## AIM OF THE EXERCISE
Beginning at the line that contains "One pin marks each instance of the red motorcycle." and ending at the last line of the entries, write out each line exactly; include nothing outside that span.

## RAW RECORDS
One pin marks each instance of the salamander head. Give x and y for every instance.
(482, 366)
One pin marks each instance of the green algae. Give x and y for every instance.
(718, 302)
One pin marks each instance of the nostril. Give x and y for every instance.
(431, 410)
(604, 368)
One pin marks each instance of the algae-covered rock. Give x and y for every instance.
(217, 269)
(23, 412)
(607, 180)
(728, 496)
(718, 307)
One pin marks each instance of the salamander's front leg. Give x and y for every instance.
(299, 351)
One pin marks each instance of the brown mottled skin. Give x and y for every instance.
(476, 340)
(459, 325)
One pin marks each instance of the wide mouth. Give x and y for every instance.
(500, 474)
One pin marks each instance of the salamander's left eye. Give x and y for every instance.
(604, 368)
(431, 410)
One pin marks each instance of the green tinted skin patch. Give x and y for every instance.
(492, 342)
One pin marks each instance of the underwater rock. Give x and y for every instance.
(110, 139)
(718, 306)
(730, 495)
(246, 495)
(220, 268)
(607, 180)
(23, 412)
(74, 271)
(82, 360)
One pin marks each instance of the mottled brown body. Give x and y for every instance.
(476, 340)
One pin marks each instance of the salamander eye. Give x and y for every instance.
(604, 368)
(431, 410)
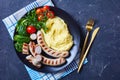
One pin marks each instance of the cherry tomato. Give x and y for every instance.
(46, 8)
(31, 29)
(40, 17)
(50, 14)
(39, 11)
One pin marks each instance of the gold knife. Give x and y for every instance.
(86, 52)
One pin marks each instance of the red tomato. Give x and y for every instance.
(39, 11)
(40, 17)
(46, 8)
(50, 14)
(31, 29)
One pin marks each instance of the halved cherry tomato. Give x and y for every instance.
(31, 29)
(39, 11)
(46, 8)
(40, 17)
(50, 14)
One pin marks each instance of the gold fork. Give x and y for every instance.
(89, 27)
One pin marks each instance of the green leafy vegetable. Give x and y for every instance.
(21, 39)
(18, 46)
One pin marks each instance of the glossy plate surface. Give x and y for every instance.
(74, 31)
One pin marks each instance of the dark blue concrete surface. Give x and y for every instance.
(104, 56)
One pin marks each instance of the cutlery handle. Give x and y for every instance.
(84, 47)
(84, 56)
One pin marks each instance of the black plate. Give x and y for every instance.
(75, 32)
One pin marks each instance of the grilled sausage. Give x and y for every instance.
(48, 50)
(35, 49)
(53, 62)
(25, 49)
(35, 60)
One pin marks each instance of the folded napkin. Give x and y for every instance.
(10, 23)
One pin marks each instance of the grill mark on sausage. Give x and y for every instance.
(49, 51)
(53, 62)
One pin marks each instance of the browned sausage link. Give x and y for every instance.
(32, 48)
(25, 48)
(48, 50)
(53, 62)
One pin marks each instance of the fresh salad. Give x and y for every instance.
(28, 25)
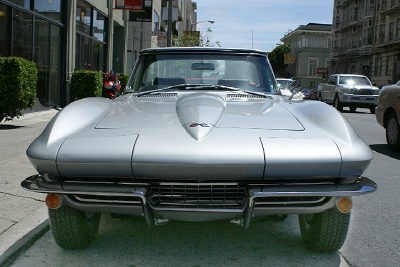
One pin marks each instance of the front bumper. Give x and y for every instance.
(199, 201)
(359, 100)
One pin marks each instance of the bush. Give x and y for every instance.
(18, 82)
(86, 83)
(123, 78)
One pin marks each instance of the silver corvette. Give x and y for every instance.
(200, 134)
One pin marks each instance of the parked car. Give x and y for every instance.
(309, 93)
(168, 150)
(349, 90)
(388, 114)
(290, 88)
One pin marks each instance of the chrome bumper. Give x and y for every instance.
(254, 203)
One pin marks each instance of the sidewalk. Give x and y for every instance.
(23, 214)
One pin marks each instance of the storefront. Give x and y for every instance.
(42, 30)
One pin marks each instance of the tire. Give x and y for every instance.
(372, 110)
(325, 231)
(337, 104)
(392, 132)
(72, 228)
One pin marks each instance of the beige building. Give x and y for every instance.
(366, 39)
(61, 36)
(154, 34)
(310, 50)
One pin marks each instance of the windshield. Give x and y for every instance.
(242, 71)
(354, 80)
(283, 84)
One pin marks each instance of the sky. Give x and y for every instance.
(258, 24)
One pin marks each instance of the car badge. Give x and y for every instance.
(195, 124)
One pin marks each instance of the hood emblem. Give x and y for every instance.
(194, 124)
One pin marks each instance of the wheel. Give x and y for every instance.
(392, 132)
(72, 228)
(372, 110)
(325, 231)
(337, 104)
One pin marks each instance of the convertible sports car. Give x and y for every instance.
(200, 134)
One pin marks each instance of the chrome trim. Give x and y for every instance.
(91, 200)
(37, 184)
(290, 202)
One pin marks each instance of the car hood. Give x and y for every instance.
(200, 113)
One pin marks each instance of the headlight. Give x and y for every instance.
(347, 90)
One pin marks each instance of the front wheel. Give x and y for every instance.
(72, 228)
(372, 110)
(392, 132)
(337, 104)
(325, 231)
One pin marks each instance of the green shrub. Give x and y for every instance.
(86, 83)
(18, 82)
(123, 78)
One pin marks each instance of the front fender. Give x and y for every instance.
(78, 115)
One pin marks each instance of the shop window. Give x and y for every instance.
(83, 17)
(50, 9)
(312, 66)
(99, 25)
(4, 31)
(22, 35)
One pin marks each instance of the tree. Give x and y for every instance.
(194, 38)
(276, 58)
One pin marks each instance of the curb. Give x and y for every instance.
(26, 241)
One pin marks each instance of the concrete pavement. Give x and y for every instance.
(23, 214)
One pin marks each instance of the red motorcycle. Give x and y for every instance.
(111, 85)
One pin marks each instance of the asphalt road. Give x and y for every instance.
(373, 238)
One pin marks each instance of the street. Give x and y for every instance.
(373, 238)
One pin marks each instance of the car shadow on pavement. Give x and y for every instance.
(385, 150)
(9, 127)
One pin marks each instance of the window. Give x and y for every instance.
(312, 66)
(397, 28)
(391, 30)
(389, 65)
(382, 33)
(99, 25)
(378, 66)
(156, 20)
(83, 17)
(50, 9)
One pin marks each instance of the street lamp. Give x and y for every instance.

## ANSWER FOR THIS EXERCISE
One pin marks each instance of the red motorcycle. Give x and y for every instance.
(111, 85)
One pin marks each instance of the asphalt road. Give x and y for every instance.
(373, 238)
One pin marks each instance of the street. Give x and y for every instance.
(373, 238)
One pin marks each instance of the car shadow on pavement. Give x and y for every instance.
(385, 150)
(9, 127)
One pin marks each instance of the window. Give x and y for every instance.
(312, 66)
(397, 28)
(391, 30)
(389, 65)
(382, 33)
(99, 25)
(378, 66)
(156, 20)
(83, 17)
(50, 9)
One pin marks each instance of the street lamp. Give x and y for every instance.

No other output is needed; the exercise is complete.